=== Task 1 ===
In the news article about Waitemata DHB and Martin Robert Lyall, when does the special patient order keeping him at the Mason Clinic expire?
=== Task 2 ===
Continue the news article about Waitemata DHB's push to keep Martin Robert Lyall monitored, picking up after its final sentence.

=== Text ===
=======

27 Jul 2016

DHB pushes to keep murder-accused monitored

12:40 pm on 27 July 2016

Waitemata District Health Board is seeking a court order to permanently monitor a mental health patient accused of murder when his decade-long time limit for detention lapses.

Martin Robert Lyall has been kept at forensic psychiatric unit the Mason Clinic as a special patient after he fatally stabbed Kevan Newman in West Auckland in 2005.

A special patient order keeping him at the unit for a maximum of 10 years expires in December.

Restricted patient orders are very rare - only eight patients have ever been classed as such, but the Waitemata DHB said its doctors believed it was appropriate in Lyall's case.

Waitemata DHB said it had asked the Ministry of Health's national director of mental health to apply to the court to change Mr Lyall's status from a special to a restricted patient in order to keep him under the care of the Mason Clinic.

Auckland Regional Forensic Psychiatry Services clinical director Jeremy Skipworth said this was the only option.

=======

=== Information provided ===
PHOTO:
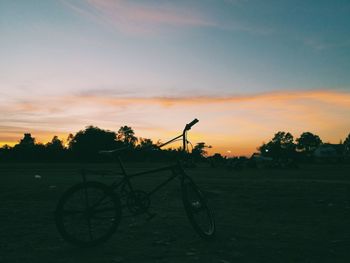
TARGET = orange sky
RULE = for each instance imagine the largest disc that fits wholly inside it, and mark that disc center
(233, 125)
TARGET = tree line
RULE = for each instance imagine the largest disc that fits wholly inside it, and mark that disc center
(86, 144)
(283, 146)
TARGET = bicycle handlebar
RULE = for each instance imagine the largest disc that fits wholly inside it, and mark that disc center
(189, 125)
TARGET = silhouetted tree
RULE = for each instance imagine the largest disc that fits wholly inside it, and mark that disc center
(86, 143)
(280, 147)
(55, 149)
(27, 140)
(146, 143)
(308, 142)
(127, 135)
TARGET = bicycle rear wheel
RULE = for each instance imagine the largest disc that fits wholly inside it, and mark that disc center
(88, 214)
(197, 210)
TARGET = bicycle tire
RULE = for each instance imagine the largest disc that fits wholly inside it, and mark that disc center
(199, 214)
(88, 214)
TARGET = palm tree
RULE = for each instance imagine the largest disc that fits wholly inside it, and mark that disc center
(127, 135)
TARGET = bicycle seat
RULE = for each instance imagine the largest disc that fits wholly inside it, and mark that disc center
(110, 152)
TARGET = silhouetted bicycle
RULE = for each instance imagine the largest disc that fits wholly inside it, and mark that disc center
(89, 213)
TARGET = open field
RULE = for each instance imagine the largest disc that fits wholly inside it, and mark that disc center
(262, 216)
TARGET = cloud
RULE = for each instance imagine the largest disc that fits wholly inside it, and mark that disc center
(239, 123)
(132, 17)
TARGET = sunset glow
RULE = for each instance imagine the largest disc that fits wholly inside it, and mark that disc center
(155, 66)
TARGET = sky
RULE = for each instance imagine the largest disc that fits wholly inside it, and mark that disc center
(245, 68)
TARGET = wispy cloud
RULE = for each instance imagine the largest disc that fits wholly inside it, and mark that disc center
(137, 17)
(238, 122)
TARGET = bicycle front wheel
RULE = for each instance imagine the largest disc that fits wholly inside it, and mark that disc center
(88, 214)
(197, 210)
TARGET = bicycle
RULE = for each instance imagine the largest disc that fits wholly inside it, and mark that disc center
(88, 213)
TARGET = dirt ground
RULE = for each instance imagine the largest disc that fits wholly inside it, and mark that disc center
(300, 215)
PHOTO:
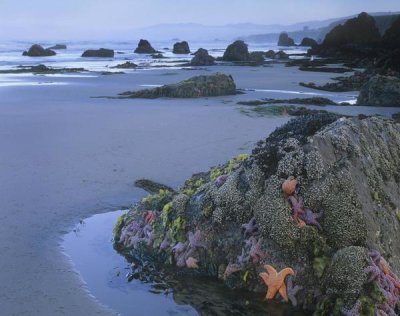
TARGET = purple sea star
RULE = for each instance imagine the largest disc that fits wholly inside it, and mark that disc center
(195, 240)
(232, 268)
(243, 258)
(354, 311)
(219, 182)
(165, 244)
(297, 206)
(310, 218)
(250, 228)
(256, 253)
(292, 291)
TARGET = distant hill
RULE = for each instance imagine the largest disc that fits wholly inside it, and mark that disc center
(383, 22)
(200, 32)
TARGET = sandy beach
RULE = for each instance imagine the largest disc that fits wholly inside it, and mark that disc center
(65, 156)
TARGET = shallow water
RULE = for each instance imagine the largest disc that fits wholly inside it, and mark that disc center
(90, 248)
(11, 54)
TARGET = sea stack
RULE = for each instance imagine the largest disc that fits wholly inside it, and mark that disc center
(285, 40)
(102, 52)
(144, 47)
(181, 48)
(38, 51)
(202, 58)
(237, 51)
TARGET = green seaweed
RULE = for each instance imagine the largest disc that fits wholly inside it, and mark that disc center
(320, 264)
(178, 228)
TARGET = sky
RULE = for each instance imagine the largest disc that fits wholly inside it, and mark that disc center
(86, 19)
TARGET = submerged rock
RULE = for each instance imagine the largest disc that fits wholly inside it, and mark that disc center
(38, 51)
(199, 86)
(356, 37)
(276, 55)
(391, 38)
(380, 91)
(237, 51)
(235, 227)
(202, 58)
(308, 42)
(144, 47)
(151, 186)
(102, 53)
(257, 58)
(58, 46)
(181, 48)
(126, 65)
(285, 40)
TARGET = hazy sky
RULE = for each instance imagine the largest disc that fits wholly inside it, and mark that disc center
(25, 19)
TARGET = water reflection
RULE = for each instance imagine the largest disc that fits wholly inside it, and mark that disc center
(89, 246)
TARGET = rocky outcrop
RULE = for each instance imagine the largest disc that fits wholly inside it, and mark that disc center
(237, 51)
(101, 53)
(126, 65)
(38, 51)
(199, 86)
(202, 58)
(181, 48)
(356, 37)
(380, 91)
(308, 42)
(276, 55)
(257, 58)
(144, 47)
(285, 40)
(391, 38)
(58, 46)
(320, 195)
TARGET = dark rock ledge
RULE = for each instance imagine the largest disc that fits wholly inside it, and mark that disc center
(319, 197)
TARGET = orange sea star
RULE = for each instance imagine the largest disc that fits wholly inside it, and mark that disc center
(276, 281)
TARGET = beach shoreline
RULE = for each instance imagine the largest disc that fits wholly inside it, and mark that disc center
(81, 156)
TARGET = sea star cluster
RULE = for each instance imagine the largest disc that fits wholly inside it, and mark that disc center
(184, 252)
(388, 283)
(275, 281)
(251, 251)
(301, 216)
(139, 231)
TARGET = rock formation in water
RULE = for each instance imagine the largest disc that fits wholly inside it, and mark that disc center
(356, 37)
(144, 47)
(285, 40)
(380, 91)
(199, 86)
(202, 58)
(276, 55)
(319, 197)
(257, 58)
(308, 42)
(58, 46)
(126, 65)
(391, 38)
(102, 52)
(237, 51)
(38, 51)
(181, 48)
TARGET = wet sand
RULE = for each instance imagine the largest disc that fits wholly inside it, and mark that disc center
(65, 156)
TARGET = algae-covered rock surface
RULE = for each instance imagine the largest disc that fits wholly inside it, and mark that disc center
(380, 91)
(217, 84)
(311, 216)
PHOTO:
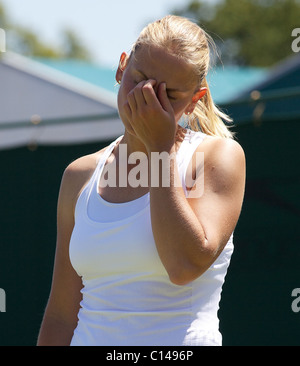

=======

=== Your response 1 ===
In December.

=== Your response 2 ===
"Changing Mr Lyall's status from a special patient to a restricted patient is the only mechanism available by law to retain a similar level of clinical and administrative oversight to that which he receives currently as a Special Patient," he said.

The Ministry of Health was now looking at the possibility of applying for a court order.

Without the order Mr Lyall's care would be managed under a compulsory treatment order, which meant there would be no oversight from the Ministry of Health's Director of Mental Health or the Minister of Health, Dr Skipworth said.

The seeking of a restriction order is rarely undertaken, with - only eight patients in the country have been given this status, Dr Skipworth said.

"But it is the opinion of our expert clinicians that it is appropriate in Mr Lyall's case," he said.